>>>

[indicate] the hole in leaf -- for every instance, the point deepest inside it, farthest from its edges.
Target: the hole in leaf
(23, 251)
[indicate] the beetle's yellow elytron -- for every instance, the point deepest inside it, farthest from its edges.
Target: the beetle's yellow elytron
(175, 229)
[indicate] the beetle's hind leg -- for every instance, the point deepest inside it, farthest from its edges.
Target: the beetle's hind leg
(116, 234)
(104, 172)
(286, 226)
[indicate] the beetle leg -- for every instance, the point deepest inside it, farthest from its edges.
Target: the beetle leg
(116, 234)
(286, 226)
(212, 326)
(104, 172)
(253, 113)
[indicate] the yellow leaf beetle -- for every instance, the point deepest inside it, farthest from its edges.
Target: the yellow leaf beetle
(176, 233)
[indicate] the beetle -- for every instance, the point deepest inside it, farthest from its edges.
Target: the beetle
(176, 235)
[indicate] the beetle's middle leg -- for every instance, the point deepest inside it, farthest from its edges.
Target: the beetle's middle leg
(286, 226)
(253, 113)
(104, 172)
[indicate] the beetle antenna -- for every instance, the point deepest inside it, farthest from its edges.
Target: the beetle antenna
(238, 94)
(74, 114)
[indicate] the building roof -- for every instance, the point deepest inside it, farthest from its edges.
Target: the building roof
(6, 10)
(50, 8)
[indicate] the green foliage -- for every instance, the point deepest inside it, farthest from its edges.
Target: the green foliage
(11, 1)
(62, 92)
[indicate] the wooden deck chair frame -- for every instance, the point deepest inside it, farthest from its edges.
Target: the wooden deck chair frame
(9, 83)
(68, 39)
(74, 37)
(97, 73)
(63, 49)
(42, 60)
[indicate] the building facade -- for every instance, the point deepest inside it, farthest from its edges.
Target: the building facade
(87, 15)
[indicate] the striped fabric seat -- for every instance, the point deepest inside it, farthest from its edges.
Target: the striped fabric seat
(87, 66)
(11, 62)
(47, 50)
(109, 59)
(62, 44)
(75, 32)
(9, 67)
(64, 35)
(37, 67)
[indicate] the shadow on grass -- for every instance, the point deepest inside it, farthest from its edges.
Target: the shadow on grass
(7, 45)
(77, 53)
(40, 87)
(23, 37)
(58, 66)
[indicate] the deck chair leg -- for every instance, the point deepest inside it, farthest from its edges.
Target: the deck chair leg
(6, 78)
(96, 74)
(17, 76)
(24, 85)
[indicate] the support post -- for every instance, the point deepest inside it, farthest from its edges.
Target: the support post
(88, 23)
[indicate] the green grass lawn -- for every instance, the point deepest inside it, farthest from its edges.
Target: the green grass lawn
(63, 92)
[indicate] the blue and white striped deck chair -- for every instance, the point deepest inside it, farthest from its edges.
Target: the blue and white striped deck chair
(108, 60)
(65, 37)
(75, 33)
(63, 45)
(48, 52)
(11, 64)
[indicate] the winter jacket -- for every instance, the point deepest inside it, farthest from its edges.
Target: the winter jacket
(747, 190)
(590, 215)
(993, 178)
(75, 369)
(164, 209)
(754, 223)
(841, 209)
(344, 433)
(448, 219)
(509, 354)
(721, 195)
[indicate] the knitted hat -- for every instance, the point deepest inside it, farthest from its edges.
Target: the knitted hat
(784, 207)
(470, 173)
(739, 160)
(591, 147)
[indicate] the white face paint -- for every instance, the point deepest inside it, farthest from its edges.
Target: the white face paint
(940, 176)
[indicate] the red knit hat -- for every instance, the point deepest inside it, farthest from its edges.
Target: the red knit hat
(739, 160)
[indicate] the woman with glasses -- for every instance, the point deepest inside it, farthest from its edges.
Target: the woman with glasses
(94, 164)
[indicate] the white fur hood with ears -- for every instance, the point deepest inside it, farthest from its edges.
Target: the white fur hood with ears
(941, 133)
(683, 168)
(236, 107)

<<<

**Exercise details:**
Render every line of the records above as a JSON list of strings, with one string per line and blank lines omitted.

**Written answer:**
[
  "[indicate] the hole in leaf -- for every instance, the point deepest inside it, farthest from its edges.",
  "Target: the hole in leaf",
  "(23, 251)",
  "[indicate] the beetle's yellow elytron -- for every instance, the point deepest inside it, farthest from its edges.",
  "Target: the beetle's yellow elytron",
  "(175, 229)",
  "[indicate] the beetle's hind leg -- for every instance, the point deepest inside it, farthest from its edges.",
  "Target: the beetle's hind leg",
  "(116, 234)",
  "(104, 172)",
  "(286, 226)",
  "[indicate] the beetle leg -- for every instance, the point deepest inside it, farthest from its edges.",
  "Target: the beetle leg",
  "(116, 234)",
  "(286, 226)",
  "(212, 326)",
  "(104, 172)",
  "(253, 113)",
  "[indicate] the yellow leaf beetle -- for every instance, the point deepest inside it, farthest from its edges.",
  "Target: the yellow leaf beetle",
  "(176, 233)",
  "[indicate] the beetle -- for every instance, the point deepest inside it, farthest from its edges.",
  "Target: the beetle",
  "(176, 235)",
  "[indicate] the beetle's middle leg -- for every instance, the point deepest inside it, farthest from its edges.",
  "Target: the beetle's middle leg",
  "(286, 226)",
  "(253, 113)",
  "(104, 172)",
  "[indicate] the beetle antenna -- for every instance, the point deepest inside it, farthest from its edges.",
  "Target: the beetle antenna",
  "(238, 94)",
  "(74, 114)",
  "[indicate] the building roof -- for every instance, the point deepest inside it, farthest from its edges.",
  "Target: the building roof",
  "(6, 10)",
  "(50, 8)",
  "[indicate] the green foliage -- for every instance, the point deepest inside it, farthest from its edges.",
  "Target: the green foliage",
  "(11, 1)",
  "(62, 92)",
  "[indicate] the wooden deck chair frame -- for every instance, the point deepest inside it, farthest from its edges.",
  "Target: the wooden deck chair frame",
  "(9, 83)",
  "(68, 39)",
  "(74, 37)",
  "(97, 73)",
  "(63, 49)",
  "(42, 60)",
  "[indicate] the building facade -- for every instance, the point deepest inside it, farthest from its edges.",
  "Target: the building facade",
  "(87, 15)",
  "[indicate] the striped fabric seat -- for every instance, the point deepest inside it, farthest from its edges.",
  "Target: the striped fabric seat",
  "(87, 66)",
  "(11, 62)",
  "(47, 50)",
  "(109, 59)",
  "(62, 44)",
  "(75, 32)",
  "(9, 67)",
  "(64, 35)",
  "(37, 67)",
  "[indicate] the shadow on grass -- for every instance, the point deepest inside it, farthest from its edges.",
  "Target: the shadow on grass",
  "(7, 45)",
  "(77, 53)",
  "(40, 87)",
  "(23, 37)",
  "(58, 66)",
  "[indicate] the deck chair leg -- for every instance, the point deepest inside it, farthest from its edges.",
  "Target: the deck chair leg",
  "(6, 78)",
  "(96, 74)",
  "(17, 76)",
  "(24, 85)",
  "[indicate] the support post -- for every instance, the point deepest inside it, farthest from its edges.",
  "Target: the support post",
  "(88, 23)",
  "[indicate] the green grass lawn -- for every instance, the point deepest inside it, farthest from its edges.",
  "Target: the green grass lawn",
  "(63, 92)",
  "[indicate] the blue and white striped deck chair -- for every instance, the point deepest inside it, farthest from its edges.",
  "Target: the blue and white striped deck chair",
  "(108, 60)",
  "(65, 37)",
  "(75, 33)",
  "(63, 45)",
  "(48, 52)",
  "(11, 64)",
  "[indicate] the winter jacket -- for every instance, the point deepest inside it, farthest from its edges.",
  "Target: the winter jacket",
  "(747, 190)",
  "(590, 215)",
  "(993, 178)",
  "(75, 369)",
  "(164, 209)",
  "(754, 223)",
  "(841, 209)",
  "(344, 433)",
  "(448, 219)",
  "(509, 354)",
  "(721, 195)",
  "[indicate] the knitted hat -- for every instance, the point deepest inside it, farthest from its edges.",
  "Target: the knitted hat",
  "(784, 207)",
  "(470, 173)",
  "(739, 160)",
  "(591, 147)",
  "[indicate] the white face paint -- for every instance, the point deepest inside it, farthest from its edges.",
  "Target: the white face paint",
  "(940, 176)",
  "[indicate] the red knit hat -- for every instance, the point deepest inside it, farthest from its edges.",
  "Target: the red knit hat",
  "(739, 160)",
  "[indicate] the woman with glasses -- for every instance, the point deepest inside it, farthest from its edges.",
  "Target: the woman with glasses",
  "(94, 164)",
  "[indicate] the white fur hood with ears -- for every instance, the point deepest inside it, farthest from its edges.",
  "Target: the white fur hood with ears",
  "(941, 133)",
  "(683, 168)",
  "(236, 107)"
]